(Saved entries)

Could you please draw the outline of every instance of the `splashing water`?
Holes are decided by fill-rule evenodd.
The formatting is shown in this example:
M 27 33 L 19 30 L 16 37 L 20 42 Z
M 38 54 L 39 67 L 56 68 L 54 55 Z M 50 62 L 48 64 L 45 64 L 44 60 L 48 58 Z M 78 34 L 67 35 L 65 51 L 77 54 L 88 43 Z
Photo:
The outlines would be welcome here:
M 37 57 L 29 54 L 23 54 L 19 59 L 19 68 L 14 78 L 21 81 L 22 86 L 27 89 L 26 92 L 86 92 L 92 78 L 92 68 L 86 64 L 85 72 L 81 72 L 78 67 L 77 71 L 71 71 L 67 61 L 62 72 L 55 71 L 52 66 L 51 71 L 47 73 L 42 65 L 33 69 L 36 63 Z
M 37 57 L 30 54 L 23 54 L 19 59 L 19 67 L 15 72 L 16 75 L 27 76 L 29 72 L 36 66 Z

(Try it)
The records above should be transcribed in full, with no differences.

(Answer area)
Could you please draw the outline of every instance of the `splashing water`?
Holes are decided by fill-rule evenodd.
The formatting is shown in this example:
M 27 33 L 19 30 L 16 37 L 20 42 Z
M 38 54 L 39 67 L 56 68 L 54 55 Z M 50 62 L 48 64 L 45 64 L 44 60 L 48 58 Z M 78 34 L 67 35 L 65 51 L 77 54 L 88 43 Z
Photo:
The outlines would be welcome here:
M 37 57 L 29 54 L 23 54 L 19 59 L 19 68 L 14 78 L 21 81 L 22 86 L 27 89 L 26 92 L 86 92 L 92 78 L 92 68 L 86 64 L 85 72 L 81 72 L 78 67 L 77 71 L 71 71 L 67 61 L 62 72 L 55 71 L 52 66 L 51 71 L 47 73 L 42 65 L 33 69 L 36 63 Z
M 37 57 L 30 54 L 23 54 L 19 59 L 19 67 L 15 72 L 16 75 L 27 76 L 29 72 L 36 66 Z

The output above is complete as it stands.